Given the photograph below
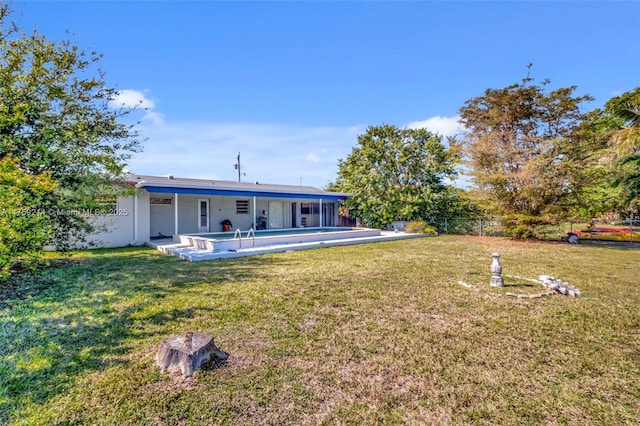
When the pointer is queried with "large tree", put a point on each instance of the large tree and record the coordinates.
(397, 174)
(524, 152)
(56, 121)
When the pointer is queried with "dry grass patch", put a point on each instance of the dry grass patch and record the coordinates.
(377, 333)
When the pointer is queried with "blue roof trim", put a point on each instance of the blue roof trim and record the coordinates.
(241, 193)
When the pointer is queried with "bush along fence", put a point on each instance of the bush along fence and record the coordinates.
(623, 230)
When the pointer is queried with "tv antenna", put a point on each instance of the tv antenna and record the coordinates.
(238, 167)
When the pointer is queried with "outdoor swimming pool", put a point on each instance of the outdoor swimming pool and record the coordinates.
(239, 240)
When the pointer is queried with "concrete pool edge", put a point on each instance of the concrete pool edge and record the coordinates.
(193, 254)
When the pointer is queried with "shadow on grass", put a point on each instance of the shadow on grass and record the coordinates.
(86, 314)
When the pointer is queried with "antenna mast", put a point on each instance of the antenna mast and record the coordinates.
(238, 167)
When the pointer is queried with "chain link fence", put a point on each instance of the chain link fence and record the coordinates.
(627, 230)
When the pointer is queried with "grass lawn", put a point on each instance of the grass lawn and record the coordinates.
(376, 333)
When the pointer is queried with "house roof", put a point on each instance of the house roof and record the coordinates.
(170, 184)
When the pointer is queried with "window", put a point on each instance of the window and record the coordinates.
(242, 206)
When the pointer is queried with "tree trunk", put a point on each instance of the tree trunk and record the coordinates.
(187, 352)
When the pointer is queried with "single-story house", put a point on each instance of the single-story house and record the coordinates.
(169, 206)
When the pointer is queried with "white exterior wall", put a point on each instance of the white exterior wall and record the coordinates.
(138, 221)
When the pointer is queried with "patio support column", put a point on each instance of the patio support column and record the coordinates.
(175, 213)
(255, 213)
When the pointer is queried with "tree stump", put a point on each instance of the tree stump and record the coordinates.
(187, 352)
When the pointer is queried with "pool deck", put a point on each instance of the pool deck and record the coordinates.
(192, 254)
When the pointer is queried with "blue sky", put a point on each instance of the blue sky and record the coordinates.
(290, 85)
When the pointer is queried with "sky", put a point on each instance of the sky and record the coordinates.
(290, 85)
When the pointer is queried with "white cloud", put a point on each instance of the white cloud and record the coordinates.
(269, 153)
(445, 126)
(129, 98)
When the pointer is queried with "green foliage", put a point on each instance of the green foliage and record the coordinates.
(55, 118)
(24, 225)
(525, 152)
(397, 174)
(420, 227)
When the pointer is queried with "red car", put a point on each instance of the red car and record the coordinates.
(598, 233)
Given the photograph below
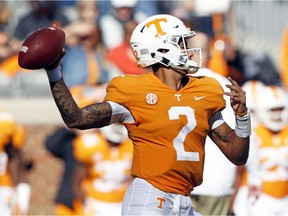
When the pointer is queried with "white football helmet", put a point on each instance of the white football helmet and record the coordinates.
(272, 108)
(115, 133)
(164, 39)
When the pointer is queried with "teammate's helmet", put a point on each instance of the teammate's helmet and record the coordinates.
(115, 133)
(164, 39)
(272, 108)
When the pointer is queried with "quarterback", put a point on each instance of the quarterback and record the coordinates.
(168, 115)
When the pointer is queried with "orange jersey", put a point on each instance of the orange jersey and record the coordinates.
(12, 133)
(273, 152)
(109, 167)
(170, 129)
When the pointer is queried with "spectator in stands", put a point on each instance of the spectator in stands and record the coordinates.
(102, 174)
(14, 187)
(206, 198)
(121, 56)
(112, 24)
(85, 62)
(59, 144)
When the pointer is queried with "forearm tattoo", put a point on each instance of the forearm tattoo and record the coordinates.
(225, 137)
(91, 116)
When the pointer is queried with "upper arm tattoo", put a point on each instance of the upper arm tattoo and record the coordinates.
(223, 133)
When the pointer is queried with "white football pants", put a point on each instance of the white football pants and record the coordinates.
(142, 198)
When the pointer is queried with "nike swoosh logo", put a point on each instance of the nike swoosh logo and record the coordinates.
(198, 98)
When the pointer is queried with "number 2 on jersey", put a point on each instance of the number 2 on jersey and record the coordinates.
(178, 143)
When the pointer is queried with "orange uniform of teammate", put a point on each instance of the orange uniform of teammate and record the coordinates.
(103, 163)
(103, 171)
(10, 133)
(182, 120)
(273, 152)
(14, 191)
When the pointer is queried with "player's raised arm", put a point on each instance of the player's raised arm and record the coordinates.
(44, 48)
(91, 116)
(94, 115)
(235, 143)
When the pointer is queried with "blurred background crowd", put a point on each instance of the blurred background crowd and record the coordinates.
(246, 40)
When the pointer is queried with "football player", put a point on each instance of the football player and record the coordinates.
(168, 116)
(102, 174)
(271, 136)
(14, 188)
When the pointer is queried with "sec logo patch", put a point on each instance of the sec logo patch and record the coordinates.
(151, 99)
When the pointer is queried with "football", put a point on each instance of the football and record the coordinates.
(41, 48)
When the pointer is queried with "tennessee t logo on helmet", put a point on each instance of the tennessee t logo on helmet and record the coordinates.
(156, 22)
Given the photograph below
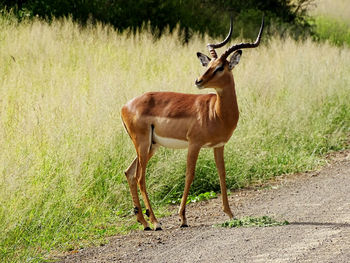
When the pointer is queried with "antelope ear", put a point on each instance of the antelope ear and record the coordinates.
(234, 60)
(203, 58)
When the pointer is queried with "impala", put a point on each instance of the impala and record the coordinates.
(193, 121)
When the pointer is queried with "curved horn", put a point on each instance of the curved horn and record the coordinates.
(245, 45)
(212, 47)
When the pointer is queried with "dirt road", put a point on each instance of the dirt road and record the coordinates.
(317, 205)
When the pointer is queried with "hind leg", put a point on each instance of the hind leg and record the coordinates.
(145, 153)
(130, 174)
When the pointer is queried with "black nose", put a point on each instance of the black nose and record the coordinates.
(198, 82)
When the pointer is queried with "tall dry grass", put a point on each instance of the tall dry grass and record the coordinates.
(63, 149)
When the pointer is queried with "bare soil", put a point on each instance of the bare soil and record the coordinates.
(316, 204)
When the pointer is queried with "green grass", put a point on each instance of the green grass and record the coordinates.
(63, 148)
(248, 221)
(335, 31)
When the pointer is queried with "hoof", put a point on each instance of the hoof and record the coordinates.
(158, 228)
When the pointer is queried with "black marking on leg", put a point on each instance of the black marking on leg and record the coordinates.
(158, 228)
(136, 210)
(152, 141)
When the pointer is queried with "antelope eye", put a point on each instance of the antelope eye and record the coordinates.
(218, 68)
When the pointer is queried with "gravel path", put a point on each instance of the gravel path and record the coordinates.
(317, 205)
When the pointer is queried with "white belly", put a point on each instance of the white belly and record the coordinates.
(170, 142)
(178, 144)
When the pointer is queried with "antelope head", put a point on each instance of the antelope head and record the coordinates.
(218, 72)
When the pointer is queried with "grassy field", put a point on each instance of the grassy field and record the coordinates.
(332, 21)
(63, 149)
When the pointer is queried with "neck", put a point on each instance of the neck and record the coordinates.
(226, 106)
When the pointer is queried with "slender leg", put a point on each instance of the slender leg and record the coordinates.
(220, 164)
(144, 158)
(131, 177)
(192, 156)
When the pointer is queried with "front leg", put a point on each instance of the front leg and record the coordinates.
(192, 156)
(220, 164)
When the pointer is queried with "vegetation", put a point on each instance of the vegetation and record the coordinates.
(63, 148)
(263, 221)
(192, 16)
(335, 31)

## What to produce
Convert all the records above into a JSON list of strings, one string per line, skipping blank lines. Leave the pictures out of the answer.

## Solution for this exercise
[
  "Given the photograph below",
  "When the pointer is queried with \"large tree\", put a point on each instance of the large tree and record the coordinates.",
  "(397, 174)",
  "(524, 152)",
  "(56, 121)",
  "When the pointer is queried with \"dry grass patch\", put a point on each instance of the dry grass patch and record the coordinates.",
  "(377, 333)",
  "When the pointer is queried with \"blue roof trim\", put a point on each instance of the blue roof trim and record the coordinates.",
  "(241, 193)",
  "When the pointer is queried with \"bush along fence\", put a point on each instance of the bush along fence and record the coordinates.",
  "(623, 230)",
  "When the pointer is queried with \"tv antenna\", put a point on each instance of the tv antenna and record the coordinates.",
  "(238, 167)",
  "When the pointer is queried with \"outdoor swimming pool\", put a point on each instance of the outdoor swimming pool and record the coordinates.",
  "(239, 240)",
  "When the pointer is queried with \"concrete pool edge\", put a point on each instance of the concrete pool edge and record the coordinates.",
  "(193, 254)",
  "When the pointer is queried with \"shadow on grass\", put a point on each instance of the shadow on grass and record the coordinates.",
  "(86, 314)",
  "When the pointer is queried with \"antenna mast\", put a point on each instance of the antenna mast and record the coordinates.",
  "(238, 167)",
  "When the pointer is queried with \"chain link fence\", put a point on each instance of the chain link fence and record the coordinates.",
  "(627, 230)",
  "When the pointer is queried with \"grass lawn\", put a point on each instance of the grass lawn and record the coordinates.",
  "(376, 333)",
  "When the pointer is queried with \"house roof\", put a point on each instance of the house roof and record the coordinates.",
  "(170, 184)",
  "When the pointer is queried with \"window\", put a point on each instance of the window and record the coordinates.",
  "(242, 206)",
  "When the pointer is queried with \"tree trunk\", put a point on each instance of the tree trunk and record the coordinates.",
  "(187, 352)",
  "When the pointer is queried with \"single-story house\", put a point on each instance of the single-story house and record the coordinates.",
  "(169, 206)",
  "When the pointer is queried with \"white exterior wall\", put a point on each instance of the white exterior wall and record the coordinates.",
  "(138, 221)",
  "When the pointer is queried with \"patio support column\", put a point on each instance of the patio support column and record the coordinates.",
  "(175, 213)",
  "(255, 213)",
  "When the pointer is queried with \"tree stump\", put a point on each instance of the tree stump and record the coordinates.",
  "(187, 352)",
  "When the pointer is queried with \"pool deck\", put a point on each instance of the pool deck and record the coordinates.",
  "(192, 254)",
  "When the pointer is queried with \"blue sky\", put a point on each instance of the blue sky and record the coordinates.",
  "(290, 85)",
  "When the pointer is queried with \"sky\", put a point on each instance of the sky and record the coordinates.",
  "(290, 85)",
  "When the pointer is queried with \"white cloud\", put a point on each instance of the white cloud and record the coordinates.",
  "(269, 153)",
  "(445, 126)",
  "(129, 98)",
  "When the pointer is queried with \"green foliage\", put a point on each instance of the green foliage and record the coordinates.",
  "(55, 118)",
  "(24, 225)",
  "(525, 152)",
  "(397, 174)",
  "(420, 227)",
  "When the pointer is queried with \"red car\", put a point on each instance of the red car and record the coordinates.",
  "(598, 233)",
  "Given the photograph below",
  "When the pointer is queried with \"white football helmet\", put a point on each instance of the white football helmet and record the coordinates.",
  "(272, 108)",
  "(115, 133)",
  "(164, 39)",
  "When the pointer is queried with \"teammate's helmet\", put a point on each instance of the teammate's helmet and record the coordinates.",
  "(115, 133)",
  "(164, 39)",
  "(272, 108)",
  "When the pointer is queried with \"quarterback\", put a point on each instance of the quarterback and record the coordinates.",
  "(168, 115)",
  "When the pointer is queried with \"orange jersey\", put a point on each instance of the orange jersey and record the coordinates.",
  "(12, 133)",
  "(273, 152)",
  "(109, 167)",
  "(170, 129)",
  "When the pointer is queried with \"spectator in stands\", put a point on each instance of the spectator in stands and record the coordinates.",
  "(102, 174)",
  "(14, 187)",
  "(206, 198)",
  "(121, 56)",
  "(112, 24)",
  "(85, 62)",
  "(59, 144)",
  "When the pointer is queried with \"forearm tattoo\", put a point on each instance of the forearm tattoo and record the coordinates.",
  "(225, 137)",
  "(91, 116)",
  "When the pointer is queried with \"upper arm tattoo\", put a point on each instance of the upper arm tattoo and record the coordinates.",
  "(223, 133)",
  "When the pointer is queried with \"white football pants\", put a point on each instance of the white football pants and record the coordinates.",
  "(142, 198)",
  "When the pointer is queried with \"nike swoosh logo\", put a point on each instance of the nike swoosh logo and record the coordinates.",
  "(198, 98)",
  "When the pointer is queried with \"number 2 on jersey\", put a point on each instance of the number 2 on jersey and record the coordinates.",
  "(178, 143)",
  "When the pointer is queried with \"orange uniform of teammate\", put a point on each instance of the orange uniform of teammate and record the coordinates.",
  "(103, 163)",
  "(103, 171)",
  "(10, 133)",
  "(182, 120)",
  "(273, 152)",
  "(14, 191)",
  "When the pointer is queried with \"player's raised arm\", put a point on each instance of the player's raised arm and record the coordinates.",
  "(44, 48)",
  "(91, 116)",
  "(94, 115)",
  "(235, 143)",
  "When the pointer is queried with \"blurred background crowd\", put a point on each instance of the blurred background crowd and record the coordinates.",
  "(246, 40)",
  "When the pointer is queried with \"football player\", put a point on each instance of the football player and record the coordinates.",
  "(168, 116)",
  "(102, 174)",
  "(271, 136)",
  "(14, 188)",
  "When the pointer is queried with \"sec logo patch\", put a point on each instance of the sec logo patch and record the coordinates.",
  "(151, 99)",
  "When the pointer is queried with \"football\", put a point on each instance of the football and record the coordinates.",
  "(41, 48)",
  "When the pointer is queried with \"tennessee t logo on helmet\", put a point on each instance of the tennessee t logo on helmet and record the coordinates.",
  "(156, 22)",
  "Given the photograph below",
  "When the pointer is queried with \"antelope ear\", put a point on each instance of the antelope ear and record the coordinates.",
  "(234, 60)",
  "(203, 58)",
  "When the pointer is queried with \"impala\", put a point on each instance of the impala and record the coordinates.",
  "(193, 121)",
  "When the pointer is queried with \"curved horn\", put a point on each instance of the curved horn and record the coordinates.",
  "(245, 45)",
  "(212, 47)",
  "When the pointer is queried with \"dirt road\", put a point on each instance of the dirt road and record the coordinates.",
  "(317, 205)",
  "When the pointer is queried with \"hind leg\", put a point on each instance of the hind leg and record the coordinates.",
  "(145, 153)",
  "(130, 174)",
  "When the pointer is queried with \"black nose\", put a point on each instance of the black nose and record the coordinates.",
  "(198, 82)",
  "When the pointer is queried with \"tall dry grass\", put a point on each instance of the tall dry grass and record the coordinates.",
  "(63, 149)",
  "When the pointer is queried with \"bare soil\", put a point on each instance of the bare soil and record the coordinates.",
  "(316, 204)",
  "When the pointer is queried with \"green grass\", put a point on each instance of the green grass and record the coordinates.",
  "(63, 148)",
  "(248, 221)",
  "(335, 31)",
  "When the pointer is queried with \"hoof\", put a point on each instance of the hoof and record the coordinates.",
  "(158, 228)",
  "When the pointer is queried with \"black marking on leg\", put a point on each instance of the black marking on leg and record the coordinates.",
  "(158, 228)",
  "(136, 210)",
  "(152, 141)",
  "When the pointer is queried with \"antelope eye\", put a point on each instance of the antelope eye and record the coordinates.",
  "(218, 68)",
  "When the pointer is queried with \"gravel path\", put a point on each instance of the gravel path and record the coordinates.",
  "(317, 205)",
  "When the pointer is queried with \"white belly\", put a point on each instance of the white belly and record the coordinates.",
  "(170, 142)",
  "(178, 144)",
  "When the pointer is queried with \"antelope head\", put a point on each instance of the antelope head and record the coordinates.",
  "(218, 72)",
  "When the pointer is queried with \"grassy field\", put a point on each instance of the grassy field and record the coordinates.",
  "(332, 21)",
  "(63, 149)",
  "When the pointer is queried with \"neck\", put a point on each instance of the neck and record the coordinates.",
  "(226, 106)",
  "When the pointer is queried with \"slender leg\", put a point on each instance of the slender leg and record the coordinates.",
  "(220, 164)",
  "(144, 158)",
  "(131, 177)",
  "(192, 156)",
  "When the pointer is queried with \"front leg\", put a point on each instance of the front leg and record the coordinates.",
  "(192, 156)",
  "(220, 164)",
  "When the pointer is queried with \"vegetation\", put a point on each instance of the vegetation and record the coordinates.",
  "(63, 148)",
  "(263, 221)",
  "(192, 16)",
  "(335, 31)"
]